> [Problem description]:
Reproduce all of the data below word for word, leaving the pictures out of your answer.
-- begin Input for this task --
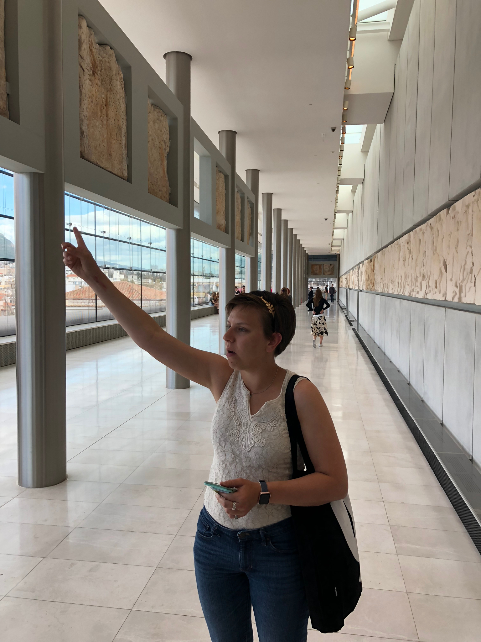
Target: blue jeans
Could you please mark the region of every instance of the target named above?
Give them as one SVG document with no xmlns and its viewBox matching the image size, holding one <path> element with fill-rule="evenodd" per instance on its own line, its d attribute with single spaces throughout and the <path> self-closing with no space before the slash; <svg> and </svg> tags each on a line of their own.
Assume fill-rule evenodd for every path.
<svg viewBox="0 0 481 642">
<path fill-rule="evenodd" d="M 194 544 L 196 580 L 212 642 L 305 642 L 309 611 L 292 518 L 233 530 L 205 508 Z"/>
</svg>

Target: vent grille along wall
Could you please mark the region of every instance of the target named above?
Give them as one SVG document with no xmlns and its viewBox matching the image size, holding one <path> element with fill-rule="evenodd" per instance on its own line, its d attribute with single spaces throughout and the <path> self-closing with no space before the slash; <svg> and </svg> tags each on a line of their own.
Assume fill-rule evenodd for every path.
<svg viewBox="0 0 481 642">
<path fill-rule="evenodd" d="M 127 114 L 122 70 L 78 17 L 80 156 L 127 180 Z"/>
</svg>

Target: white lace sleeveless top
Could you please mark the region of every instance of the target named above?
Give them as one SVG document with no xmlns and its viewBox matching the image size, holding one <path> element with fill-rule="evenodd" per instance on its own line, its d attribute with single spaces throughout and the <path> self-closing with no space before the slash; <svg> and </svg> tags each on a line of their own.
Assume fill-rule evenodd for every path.
<svg viewBox="0 0 481 642">
<path fill-rule="evenodd" d="M 266 401 L 252 415 L 249 392 L 240 372 L 235 370 L 232 374 L 217 401 L 212 419 L 210 433 L 214 460 L 209 482 L 239 477 L 267 482 L 291 478 L 292 464 L 284 399 L 292 374 L 289 370 L 285 373 L 279 396 Z M 210 488 L 206 489 L 204 505 L 211 517 L 228 528 L 260 528 L 291 517 L 290 507 L 267 504 L 257 505 L 245 517 L 231 519 Z"/>
</svg>

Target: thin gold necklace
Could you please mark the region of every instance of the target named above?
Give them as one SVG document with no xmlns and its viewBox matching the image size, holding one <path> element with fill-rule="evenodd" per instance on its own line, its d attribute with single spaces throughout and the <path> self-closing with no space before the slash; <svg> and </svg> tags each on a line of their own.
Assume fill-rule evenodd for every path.
<svg viewBox="0 0 481 642">
<path fill-rule="evenodd" d="M 277 371 L 278 370 L 278 369 L 279 369 L 279 366 L 278 366 L 277 368 L 276 368 L 276 374 L 274 375 L 274 379 L 275 379 L 276 377 L 277 376 Z M 272 381 L 271 381 L 271 383 L 269 384 L 269 385 L 265 390 L 261 390 L 260 392 L 249 392 L 249 396 L 252 397 L 253 395 L 262 395 L 262 394 L 263 392 L 265 392 L 266 390 L 268 390 L 269 388 L 271 387 L 271 386 L 273 385 L 273 383 L 274 383 L 274 379 L 273 379 Z"/>
</svg>

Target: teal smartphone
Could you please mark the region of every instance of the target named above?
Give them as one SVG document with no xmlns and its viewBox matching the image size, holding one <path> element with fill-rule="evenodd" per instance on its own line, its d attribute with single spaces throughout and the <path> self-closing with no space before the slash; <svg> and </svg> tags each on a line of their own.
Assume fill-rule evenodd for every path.
<svg viewBox="0 0 481 642">
<path fill-rule="evenodd" d="M 204 482 L 206 486 L 212 488 L 215 492 L 235 492 L 237 488 L 228 488 L 226 486 L 221 486 L 219 483 L 215 483 L 214 482 Z"/>
</svg>

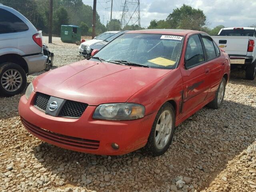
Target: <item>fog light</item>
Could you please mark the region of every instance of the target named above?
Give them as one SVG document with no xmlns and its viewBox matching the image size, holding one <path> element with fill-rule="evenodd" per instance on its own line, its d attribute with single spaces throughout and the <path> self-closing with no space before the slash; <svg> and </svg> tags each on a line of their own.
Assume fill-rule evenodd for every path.
<svg viewBox="0 0 256 192">
<path fill-rule="evenodd" d="M 112 148 L 114 149 L 118 149 L 119 148 L 119 146 L 118 145 L 115 143 L 113 143 L 111 145 Z"/>
</svg>

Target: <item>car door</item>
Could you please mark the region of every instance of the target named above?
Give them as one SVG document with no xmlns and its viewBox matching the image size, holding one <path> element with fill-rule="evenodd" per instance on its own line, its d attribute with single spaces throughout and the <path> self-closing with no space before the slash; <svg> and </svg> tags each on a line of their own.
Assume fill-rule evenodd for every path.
-- end Input for this task --
> [The completed task]:
Target: blue jeans
Could you please mark the region of every instance of the target named above?
Give them as one SVG document with no xmlns and its viewBox matching the image size, holding one <path> element with fill-rule="evenodd" per instance on its own line, its d attribute with single spaces throughout and the <path> self-closing with no space before the slash; <svg> and </svg> tags each on a line of their own.
Assume fill-rule evenodd for every path.
<svg viewBox="0 0 481 642">
<path fill-rule="evenodd" d="M 194 544 L 196 580 L 212 642 L 305 642 L 309 611 L 292 518 L 233 530 L 205 508 Z"/>
</svg>

Target: vent grille along wall
Could you please mark the region of every instance of the target named above?
Give them as one SVG document with no xmlns and its viewBox matching the image size, holding one <path> element with fill-rule="evenodd" per instance on its own line, its d attribute with single spaces throughout and the <path> self-closing with no space before the slash; <svg> and </svg> tags each on a line of their own.
Assume fill-rule evenodd for every path.
<svg viewBox="0 0 481 642">
<path fill-rule="evenodd" d="M 127 114 L 122 70 L 78 17 L 80 156 L 127 180 Z"/>
</svg>

Target: white lace sleeveless top
Could you please mark the region of every instance of the target named above?
Give them as one SVG document with no xmlns and its viewBox matching the image size, holding one <path> element with fill-rule="evenodd" per instance on its own line, its d attribute with single spaces throughout and the <path> self-closing with no space before the slash; <svg> and </svg> tags each on a line of their own.
Assume fill-rule evenodd for every path.
<svg viewBox="0 0 481 642">
<path fill-rule="evenodd" d="M 266 401 L 252 415 L 249 392 L 240 372 L 235 370 L 232 374 L 217 401 L 212 419 L 210 433 L 214 460 L 209 482 L 239 477 L 267 482 L 291 478 L 292 464 L 284 399 L 292 374 L 289 370 L 285 373 L 279 396 Z M 210 488 L 206 489 L 204 505 L 211 517 L 228 528 L 260 528 L 291 517 L 290 507 L 267 504 L 257 505 L 245 517 L 231 519 Z"/>
</svg>

Target: thin gold necklace
Could you please mark the region of every instance of the target named above?
Give them as one SVG document with no xmlns and its viewBox matching the image size, holding one <path> element with fill-rule="evenodd" per instance on its own line, its d attribute with single spaces throughout and the <path> self-closing with no space before the slash; <svg> and </svg> tags each on a line of their own.
Assume fill-rule evenodd for every path.
<svg viewBox="0 0 481 642">
<path fill-rule="evenodd" d="M 277 371 L 278 370 L 278 369 L 279 369 L 279 366 L 278 366 L 277 368 L 276 368 L 276 374 L 274 375 L 274 379 L 275 379 L 276 377 L 277 376 Z M 272 381 L 271 381 L 271 383 L 269 384 L 269 385 L 265 390 L 261 390 L 260 392 L 249 392 L 249 396 L 252 397 L 253 395 L 262 395 L 262 394 L 263 392 L 265 392 L 266 390 L 268 390 L 269 388 L 271 387 L 271 386 L 273 385 L 273 383 L 274 383 L 274 379 L 273 379 Z"/>
</svg>

Target: teal smartphone
Could you please mark the region of every instance of the target named above?
Give them as one SVG document with no xmlns and its viewBox matching the image size, holding one <path> element with fill-rule="evenodd" per instance on its own line, its d attribute with single spaces throughout and the <path> self-closing with no space before the slash; <svg> and </svg> tags each on a line of their own.
Assume fill-rule evenodd for every path.
<svg viewBox="0 0 481 642">
<path fill-rule="evenodd" d="M 204 482 L 206 486 L 212 488 L 215 492 L 235 492 L 237 488 L 228 488 L 226 486 L 221 486 L 219 483 L 215 483 L 214 482 Z"/>
</svg>

Target: <item>fog light</item>
Could you please mark the region of every instance of the target named above?
Give them as one SVG document with no xmlns and its viewBox matching the image size, holding one <path> element with fill-rule="evenodd" per instance on its own line, its d attribute with single spaces throughout and the <path> self-closing with no space before the slash; <svg> and </svg> tags each on a line of their own.
Assume fill-rule evenodd for every path.
<svg viewBox="0 0 256 192">
<path fill-rule="evenodd" d="M 112 148 L 114 149 L 118 149 L 119 148 L 119 146 L 118 145 L 115 143 L 113 143 L 111 145 Z"/>
</svg>

Target: <item>car door</item>
Could you please mark the region of every instance of the target named above?
Give them as one SVG document with no xmlns and its viewBox matching the image size, holding one <path> element with fill-rule="evenodd" per instance on its own line, its d attribute with single spaces throughout and the <path> self-closing with no space before the slash; <svg> and </svg> tags each on a line of their own.
Assume fill-rule evenodd for every path.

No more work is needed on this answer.